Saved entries
---
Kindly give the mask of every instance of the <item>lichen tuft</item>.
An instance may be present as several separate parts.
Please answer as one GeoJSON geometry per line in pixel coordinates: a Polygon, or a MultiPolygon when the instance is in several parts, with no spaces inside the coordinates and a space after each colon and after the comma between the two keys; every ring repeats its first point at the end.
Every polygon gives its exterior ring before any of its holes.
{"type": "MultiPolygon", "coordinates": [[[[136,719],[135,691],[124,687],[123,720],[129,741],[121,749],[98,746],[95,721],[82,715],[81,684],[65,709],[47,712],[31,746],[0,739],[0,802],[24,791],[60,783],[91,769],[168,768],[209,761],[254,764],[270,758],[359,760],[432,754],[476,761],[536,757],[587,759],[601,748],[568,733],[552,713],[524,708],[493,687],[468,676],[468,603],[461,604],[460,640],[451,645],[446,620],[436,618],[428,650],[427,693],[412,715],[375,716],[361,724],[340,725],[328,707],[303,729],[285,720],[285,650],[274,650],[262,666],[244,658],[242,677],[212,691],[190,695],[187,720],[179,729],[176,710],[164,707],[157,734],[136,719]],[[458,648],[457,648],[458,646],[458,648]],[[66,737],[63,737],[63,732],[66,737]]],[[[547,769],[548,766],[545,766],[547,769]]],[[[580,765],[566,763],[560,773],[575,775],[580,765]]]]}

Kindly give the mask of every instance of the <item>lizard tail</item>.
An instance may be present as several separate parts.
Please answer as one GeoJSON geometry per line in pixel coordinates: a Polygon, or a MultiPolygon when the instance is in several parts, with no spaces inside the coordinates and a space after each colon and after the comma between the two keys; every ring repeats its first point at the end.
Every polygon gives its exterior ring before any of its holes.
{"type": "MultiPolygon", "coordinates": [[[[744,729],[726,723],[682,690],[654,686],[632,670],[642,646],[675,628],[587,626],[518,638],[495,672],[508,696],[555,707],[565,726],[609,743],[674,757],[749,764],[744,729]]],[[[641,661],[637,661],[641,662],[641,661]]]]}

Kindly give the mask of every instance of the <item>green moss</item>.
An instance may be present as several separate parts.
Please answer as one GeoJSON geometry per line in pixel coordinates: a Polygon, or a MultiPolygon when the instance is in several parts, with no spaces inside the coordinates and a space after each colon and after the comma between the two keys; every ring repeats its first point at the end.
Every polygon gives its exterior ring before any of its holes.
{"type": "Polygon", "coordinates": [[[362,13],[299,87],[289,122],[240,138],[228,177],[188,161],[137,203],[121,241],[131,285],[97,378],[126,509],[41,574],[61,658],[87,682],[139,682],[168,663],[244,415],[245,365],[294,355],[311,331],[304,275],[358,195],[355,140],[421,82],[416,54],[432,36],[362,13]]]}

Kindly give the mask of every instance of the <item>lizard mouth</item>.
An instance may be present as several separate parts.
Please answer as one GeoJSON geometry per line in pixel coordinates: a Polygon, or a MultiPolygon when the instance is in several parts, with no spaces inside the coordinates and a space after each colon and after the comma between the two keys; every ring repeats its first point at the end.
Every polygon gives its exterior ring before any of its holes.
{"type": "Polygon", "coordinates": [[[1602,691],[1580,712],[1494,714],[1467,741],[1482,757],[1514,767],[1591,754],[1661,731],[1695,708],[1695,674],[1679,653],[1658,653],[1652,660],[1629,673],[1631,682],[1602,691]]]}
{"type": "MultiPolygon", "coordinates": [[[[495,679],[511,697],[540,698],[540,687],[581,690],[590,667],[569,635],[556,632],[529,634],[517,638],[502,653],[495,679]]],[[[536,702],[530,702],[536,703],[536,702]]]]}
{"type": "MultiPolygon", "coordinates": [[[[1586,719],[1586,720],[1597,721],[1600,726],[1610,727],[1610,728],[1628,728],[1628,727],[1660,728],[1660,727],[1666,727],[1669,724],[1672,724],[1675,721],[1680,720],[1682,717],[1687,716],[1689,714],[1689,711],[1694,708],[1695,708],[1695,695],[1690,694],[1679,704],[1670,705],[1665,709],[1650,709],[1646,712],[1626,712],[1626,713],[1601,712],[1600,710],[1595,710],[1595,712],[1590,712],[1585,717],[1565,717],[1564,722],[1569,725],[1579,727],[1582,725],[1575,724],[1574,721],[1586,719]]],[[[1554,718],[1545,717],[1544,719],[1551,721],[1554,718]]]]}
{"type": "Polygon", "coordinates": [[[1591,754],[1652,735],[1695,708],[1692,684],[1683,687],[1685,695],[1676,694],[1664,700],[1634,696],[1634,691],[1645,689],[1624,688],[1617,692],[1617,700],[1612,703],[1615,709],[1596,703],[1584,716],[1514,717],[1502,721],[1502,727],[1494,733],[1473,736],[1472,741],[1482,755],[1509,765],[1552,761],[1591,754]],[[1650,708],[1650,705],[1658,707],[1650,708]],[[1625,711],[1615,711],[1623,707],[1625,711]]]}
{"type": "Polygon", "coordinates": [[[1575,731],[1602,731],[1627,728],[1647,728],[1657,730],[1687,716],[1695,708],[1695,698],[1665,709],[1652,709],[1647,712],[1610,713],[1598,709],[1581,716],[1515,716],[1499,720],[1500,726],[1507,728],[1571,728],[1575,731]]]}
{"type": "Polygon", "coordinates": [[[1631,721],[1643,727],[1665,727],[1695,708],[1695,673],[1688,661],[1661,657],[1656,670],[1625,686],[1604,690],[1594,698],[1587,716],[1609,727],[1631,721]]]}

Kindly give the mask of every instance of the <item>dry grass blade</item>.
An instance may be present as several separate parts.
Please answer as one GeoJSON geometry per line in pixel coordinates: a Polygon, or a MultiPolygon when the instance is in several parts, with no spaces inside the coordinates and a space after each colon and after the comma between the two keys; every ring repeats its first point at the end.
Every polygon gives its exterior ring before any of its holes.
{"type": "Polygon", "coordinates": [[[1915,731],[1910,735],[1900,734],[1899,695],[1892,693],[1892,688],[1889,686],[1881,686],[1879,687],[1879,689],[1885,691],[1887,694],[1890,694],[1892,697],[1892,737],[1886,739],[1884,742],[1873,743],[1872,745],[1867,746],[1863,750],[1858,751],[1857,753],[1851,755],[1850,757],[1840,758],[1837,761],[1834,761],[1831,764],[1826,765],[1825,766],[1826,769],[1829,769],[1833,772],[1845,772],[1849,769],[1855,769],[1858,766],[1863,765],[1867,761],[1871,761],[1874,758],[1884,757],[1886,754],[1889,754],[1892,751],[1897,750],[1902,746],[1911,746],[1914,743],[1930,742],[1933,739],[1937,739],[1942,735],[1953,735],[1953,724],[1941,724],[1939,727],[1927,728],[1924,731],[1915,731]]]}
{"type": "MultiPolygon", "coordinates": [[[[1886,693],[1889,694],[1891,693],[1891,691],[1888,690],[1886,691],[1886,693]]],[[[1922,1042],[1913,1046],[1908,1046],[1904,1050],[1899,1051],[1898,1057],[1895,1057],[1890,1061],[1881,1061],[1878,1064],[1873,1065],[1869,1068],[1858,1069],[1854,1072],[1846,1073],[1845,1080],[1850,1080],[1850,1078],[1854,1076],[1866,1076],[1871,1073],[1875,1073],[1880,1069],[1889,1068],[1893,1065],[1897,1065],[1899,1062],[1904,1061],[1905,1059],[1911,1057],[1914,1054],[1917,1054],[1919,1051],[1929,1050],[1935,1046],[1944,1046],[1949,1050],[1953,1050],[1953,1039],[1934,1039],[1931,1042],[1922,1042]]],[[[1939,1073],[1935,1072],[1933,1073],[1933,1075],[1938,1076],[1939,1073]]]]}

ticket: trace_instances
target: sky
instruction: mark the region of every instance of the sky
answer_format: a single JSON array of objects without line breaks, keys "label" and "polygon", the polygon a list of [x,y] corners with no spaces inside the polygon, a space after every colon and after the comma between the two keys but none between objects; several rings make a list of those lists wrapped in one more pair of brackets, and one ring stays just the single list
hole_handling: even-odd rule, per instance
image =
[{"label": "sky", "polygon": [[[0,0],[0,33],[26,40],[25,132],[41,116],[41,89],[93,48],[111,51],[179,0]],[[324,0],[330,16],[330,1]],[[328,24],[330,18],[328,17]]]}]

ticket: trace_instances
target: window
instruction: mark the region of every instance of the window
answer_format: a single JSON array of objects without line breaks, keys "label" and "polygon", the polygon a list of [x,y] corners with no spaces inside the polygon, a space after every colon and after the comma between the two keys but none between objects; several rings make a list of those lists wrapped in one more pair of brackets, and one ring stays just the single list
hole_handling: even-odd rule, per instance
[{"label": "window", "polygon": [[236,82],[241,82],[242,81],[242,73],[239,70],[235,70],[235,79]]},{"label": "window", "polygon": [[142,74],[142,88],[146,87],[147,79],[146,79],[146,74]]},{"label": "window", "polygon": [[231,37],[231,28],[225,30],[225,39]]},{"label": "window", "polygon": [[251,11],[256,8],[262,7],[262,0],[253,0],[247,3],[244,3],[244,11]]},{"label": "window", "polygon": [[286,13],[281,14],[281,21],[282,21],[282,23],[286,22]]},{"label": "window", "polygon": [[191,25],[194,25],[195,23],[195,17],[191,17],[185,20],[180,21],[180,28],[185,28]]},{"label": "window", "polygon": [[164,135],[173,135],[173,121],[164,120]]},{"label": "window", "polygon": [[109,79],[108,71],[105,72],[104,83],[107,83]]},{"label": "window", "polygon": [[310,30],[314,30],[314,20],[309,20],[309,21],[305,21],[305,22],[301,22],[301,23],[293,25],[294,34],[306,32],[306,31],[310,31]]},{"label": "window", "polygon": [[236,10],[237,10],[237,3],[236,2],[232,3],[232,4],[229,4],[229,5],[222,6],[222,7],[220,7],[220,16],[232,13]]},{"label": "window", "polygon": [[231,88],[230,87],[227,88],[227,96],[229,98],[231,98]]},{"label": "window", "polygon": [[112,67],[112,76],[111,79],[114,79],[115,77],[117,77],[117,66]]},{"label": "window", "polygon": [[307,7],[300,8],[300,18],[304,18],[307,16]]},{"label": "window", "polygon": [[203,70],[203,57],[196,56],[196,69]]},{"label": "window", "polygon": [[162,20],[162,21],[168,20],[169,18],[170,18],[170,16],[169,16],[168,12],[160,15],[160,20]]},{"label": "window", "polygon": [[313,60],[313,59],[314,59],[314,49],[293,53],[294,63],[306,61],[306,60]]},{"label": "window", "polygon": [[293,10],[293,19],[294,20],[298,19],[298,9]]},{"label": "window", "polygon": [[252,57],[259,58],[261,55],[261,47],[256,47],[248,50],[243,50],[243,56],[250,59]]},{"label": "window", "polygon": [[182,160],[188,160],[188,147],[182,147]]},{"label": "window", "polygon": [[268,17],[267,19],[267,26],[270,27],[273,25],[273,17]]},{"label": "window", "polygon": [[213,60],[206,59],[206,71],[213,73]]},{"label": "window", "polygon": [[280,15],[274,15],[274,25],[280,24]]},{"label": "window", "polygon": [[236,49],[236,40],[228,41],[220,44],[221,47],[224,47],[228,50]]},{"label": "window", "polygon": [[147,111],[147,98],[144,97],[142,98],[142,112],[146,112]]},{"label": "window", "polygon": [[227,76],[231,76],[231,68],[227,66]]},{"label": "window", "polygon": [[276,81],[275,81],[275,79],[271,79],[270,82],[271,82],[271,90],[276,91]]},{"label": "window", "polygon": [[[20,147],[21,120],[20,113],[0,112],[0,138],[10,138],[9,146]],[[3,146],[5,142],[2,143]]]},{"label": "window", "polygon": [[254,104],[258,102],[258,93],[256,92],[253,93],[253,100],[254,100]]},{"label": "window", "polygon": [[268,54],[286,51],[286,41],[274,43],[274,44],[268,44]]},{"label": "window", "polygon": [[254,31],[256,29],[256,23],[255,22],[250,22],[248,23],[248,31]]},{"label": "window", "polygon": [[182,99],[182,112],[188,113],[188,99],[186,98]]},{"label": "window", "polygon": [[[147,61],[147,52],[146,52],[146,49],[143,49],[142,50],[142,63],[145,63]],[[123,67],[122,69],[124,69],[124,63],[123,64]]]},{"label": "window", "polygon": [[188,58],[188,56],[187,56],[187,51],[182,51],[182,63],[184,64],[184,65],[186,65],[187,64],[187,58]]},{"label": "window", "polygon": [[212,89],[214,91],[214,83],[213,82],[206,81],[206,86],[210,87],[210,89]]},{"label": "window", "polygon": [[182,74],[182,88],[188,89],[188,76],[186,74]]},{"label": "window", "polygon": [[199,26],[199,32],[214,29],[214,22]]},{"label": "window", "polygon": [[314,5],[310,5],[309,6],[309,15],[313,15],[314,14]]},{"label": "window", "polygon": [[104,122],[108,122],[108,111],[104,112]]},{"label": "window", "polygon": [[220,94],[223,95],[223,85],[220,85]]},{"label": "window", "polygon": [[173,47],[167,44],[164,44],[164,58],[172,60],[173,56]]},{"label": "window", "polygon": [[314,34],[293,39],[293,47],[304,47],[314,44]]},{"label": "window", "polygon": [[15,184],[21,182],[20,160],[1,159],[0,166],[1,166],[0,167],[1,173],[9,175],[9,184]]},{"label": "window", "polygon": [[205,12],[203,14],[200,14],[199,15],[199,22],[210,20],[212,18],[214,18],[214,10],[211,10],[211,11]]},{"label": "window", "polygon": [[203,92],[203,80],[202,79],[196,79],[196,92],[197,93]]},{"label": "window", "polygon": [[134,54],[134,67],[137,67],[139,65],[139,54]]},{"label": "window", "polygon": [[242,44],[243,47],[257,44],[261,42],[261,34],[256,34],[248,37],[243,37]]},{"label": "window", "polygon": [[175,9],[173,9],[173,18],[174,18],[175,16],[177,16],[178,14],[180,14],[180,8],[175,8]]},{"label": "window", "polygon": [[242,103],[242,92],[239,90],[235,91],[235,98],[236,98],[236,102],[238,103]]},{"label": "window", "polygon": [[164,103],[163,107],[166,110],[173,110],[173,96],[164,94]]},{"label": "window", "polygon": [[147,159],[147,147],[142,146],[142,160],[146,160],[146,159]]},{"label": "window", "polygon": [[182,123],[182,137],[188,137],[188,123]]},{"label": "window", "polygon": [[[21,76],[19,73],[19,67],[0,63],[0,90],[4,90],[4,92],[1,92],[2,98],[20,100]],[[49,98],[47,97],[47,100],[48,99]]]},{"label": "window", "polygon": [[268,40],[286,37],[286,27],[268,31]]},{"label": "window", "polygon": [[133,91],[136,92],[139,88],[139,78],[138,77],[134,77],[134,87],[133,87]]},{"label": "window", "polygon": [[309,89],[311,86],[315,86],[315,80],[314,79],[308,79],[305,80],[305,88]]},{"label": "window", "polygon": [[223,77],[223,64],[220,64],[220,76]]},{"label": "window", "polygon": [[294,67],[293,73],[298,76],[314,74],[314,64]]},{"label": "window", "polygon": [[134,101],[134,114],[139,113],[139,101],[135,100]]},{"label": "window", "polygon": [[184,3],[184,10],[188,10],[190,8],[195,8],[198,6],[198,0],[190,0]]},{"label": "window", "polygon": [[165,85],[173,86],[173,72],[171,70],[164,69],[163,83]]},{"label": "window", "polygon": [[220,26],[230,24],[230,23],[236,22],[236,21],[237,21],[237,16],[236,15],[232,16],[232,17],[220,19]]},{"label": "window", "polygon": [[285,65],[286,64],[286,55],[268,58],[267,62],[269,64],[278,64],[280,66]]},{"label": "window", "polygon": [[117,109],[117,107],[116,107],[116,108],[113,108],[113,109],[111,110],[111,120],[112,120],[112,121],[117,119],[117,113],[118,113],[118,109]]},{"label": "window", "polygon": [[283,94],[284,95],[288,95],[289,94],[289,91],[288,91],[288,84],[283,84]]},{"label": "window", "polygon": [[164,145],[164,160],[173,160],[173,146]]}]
---
**EXERCISE AIM:** With "lizard" as the search string, filter the records and return each line that has it.

**OUTPUT:**
Kindly give the mask of every instance of the <item>lizard tail</item>.
Kindly give the mask of every instance of the <item>lizard mouth</item>.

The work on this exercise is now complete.